Consigne:
Reprenez le texte en commençant aux mots "Comment expliquer, dans" et en vous arrêtant après "l’actualité politique ?", en changeant "commentateurs" en "observateurs".

Texte source:
● ● ● ● ● ● ●

Comment expliquer, dans ces conditions l’émotion et les critiques suscitées par cette mise en examen chez les responsables politiques comme chez de nombreux commentateurs de l’actualité politique ?
Cette émotion et ces critiques s’expliquent, d’une part, par la qualification de mise en danger délibérée de la vie d’autrui qui fonde la mise en examen de Mme Agnès Buzyn. Il convient de rappeler que ce délit punit le manquement manifestement délibéré à une obligation particulière de prudence ou de sécurité imposée par la loi ou le règlement. Les responsables politiques soutiennent que ce caractère délibéré ne pourrait pas être présent dans les actes de politique publique susceptibles d’être reprochés à Mme Buzyn au sens où il ne serait pas concevable qu’elle ait agi sciemment, c’est-à-dire en sachant qu’elle exposait autrui à un risque immédiat de mort ou blessures de nature à entraîner une mutilation ou une infirmité permanente. Ils mettent en avant l’état des connaissances scientifiques et médicales à l’époque où Mme Buzyn était ministre de la Santé. Ils arguent que l’état de ces connaissances empêcherait de considérer que les actes de Mme Buzyn aient eu un caractère délibéré, puisque la gravité et la nature de la pandémie auraient été très largement méconnus.

● ● ● ● ● ● ●

Données:
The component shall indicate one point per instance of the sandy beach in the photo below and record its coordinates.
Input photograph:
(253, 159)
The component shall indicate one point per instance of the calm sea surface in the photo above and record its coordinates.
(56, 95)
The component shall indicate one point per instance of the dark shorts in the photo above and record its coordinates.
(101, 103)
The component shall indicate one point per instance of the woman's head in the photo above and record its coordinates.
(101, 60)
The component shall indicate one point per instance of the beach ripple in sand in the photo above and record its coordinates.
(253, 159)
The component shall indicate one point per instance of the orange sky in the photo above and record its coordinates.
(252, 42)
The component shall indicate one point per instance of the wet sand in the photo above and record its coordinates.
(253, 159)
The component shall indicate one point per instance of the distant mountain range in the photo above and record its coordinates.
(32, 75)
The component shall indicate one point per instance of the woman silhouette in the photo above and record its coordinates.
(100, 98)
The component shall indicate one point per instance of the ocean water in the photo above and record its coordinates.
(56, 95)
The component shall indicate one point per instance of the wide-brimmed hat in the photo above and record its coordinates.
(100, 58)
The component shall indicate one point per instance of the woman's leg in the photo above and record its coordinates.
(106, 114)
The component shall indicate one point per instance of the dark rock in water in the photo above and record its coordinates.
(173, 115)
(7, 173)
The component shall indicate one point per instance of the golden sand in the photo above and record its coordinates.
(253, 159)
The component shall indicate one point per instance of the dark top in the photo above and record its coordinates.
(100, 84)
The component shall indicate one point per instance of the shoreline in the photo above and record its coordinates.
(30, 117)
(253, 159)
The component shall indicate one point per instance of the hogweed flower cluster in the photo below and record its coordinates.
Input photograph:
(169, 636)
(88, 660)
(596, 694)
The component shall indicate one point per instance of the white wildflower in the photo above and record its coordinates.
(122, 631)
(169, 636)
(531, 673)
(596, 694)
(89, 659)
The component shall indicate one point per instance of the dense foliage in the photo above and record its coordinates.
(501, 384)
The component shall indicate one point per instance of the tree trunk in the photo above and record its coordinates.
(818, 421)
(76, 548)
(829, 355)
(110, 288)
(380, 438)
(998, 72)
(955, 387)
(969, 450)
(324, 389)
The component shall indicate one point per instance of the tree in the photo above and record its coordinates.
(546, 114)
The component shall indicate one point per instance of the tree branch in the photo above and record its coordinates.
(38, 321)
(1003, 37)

● ● ● ● ● ● ●

Corrigé:
Comment expliquer, dans ces conditions l’émotion et les critiques suscitées par cette mise en examen chez les responsables politiques comme chez de nombreux observateurs de l’actualité politique ?